Records shown »
»»

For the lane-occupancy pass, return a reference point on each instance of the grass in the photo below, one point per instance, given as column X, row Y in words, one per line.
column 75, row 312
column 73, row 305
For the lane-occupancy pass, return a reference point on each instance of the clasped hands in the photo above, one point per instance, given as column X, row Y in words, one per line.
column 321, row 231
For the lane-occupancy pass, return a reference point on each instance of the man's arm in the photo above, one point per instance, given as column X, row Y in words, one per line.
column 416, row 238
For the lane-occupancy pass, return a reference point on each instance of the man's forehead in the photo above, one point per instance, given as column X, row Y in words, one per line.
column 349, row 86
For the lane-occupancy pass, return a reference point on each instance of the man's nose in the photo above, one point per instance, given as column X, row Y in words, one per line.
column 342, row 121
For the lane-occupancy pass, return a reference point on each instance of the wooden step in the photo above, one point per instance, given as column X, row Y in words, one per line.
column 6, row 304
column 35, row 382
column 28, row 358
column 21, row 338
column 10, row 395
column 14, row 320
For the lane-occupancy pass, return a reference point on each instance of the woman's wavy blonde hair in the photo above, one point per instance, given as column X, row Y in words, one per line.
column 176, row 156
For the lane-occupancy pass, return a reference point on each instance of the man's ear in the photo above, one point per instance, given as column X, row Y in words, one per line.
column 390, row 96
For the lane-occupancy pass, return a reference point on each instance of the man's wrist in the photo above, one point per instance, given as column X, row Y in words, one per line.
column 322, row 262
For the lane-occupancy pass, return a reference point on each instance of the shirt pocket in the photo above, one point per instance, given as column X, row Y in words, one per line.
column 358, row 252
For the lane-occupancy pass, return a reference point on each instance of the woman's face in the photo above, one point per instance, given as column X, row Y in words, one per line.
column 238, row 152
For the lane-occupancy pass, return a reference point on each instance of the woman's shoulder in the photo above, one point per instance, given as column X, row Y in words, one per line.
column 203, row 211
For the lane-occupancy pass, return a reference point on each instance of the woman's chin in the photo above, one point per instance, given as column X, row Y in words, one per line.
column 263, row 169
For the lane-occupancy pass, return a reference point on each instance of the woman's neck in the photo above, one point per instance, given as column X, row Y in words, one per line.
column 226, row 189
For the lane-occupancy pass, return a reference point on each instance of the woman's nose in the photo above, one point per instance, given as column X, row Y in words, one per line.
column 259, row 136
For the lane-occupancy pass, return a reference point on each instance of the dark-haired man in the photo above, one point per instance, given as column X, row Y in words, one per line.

««

The problem » In the listing above, find the line that contains "the woman's face". Write it out exactly, along with each line after it up to and including the last.

Exercise result »
For the lane-occupancy pass, return a reference point on each instance of the woman's face in the photo above, one point per instance, given as column X, row Y in words, one per line.
column 238, row 152
For the lane-occupancy pass, return a reference point on each instance of the woman's shoulder in the photo above, one point per instance, given as column X, row Y in words, one per line.
column 203, row 211
For the lane-occupancy pass, return a reference point on each instance of the woman's chin in the photo above, one point per instance, given as column X, row Y in words, one per line.
column 263, row 169
For the lane-occupancy pass, return a reference point on each instance of the woman's neck in the photo above, one point per instance, given as column X, row Y in words, one per line.
column 226, row 189
For the lane-occupancy pass, return a reference point on each instance of the woman's nose in the photo above, one point per instance, given as column X, row Y in words, one per line.
column 259, row 136
For the lane-occupancy pass, return a reference point on each instance of the dark-haired man in the photo above, one point per instance, given as column X, row Y in words, one per line.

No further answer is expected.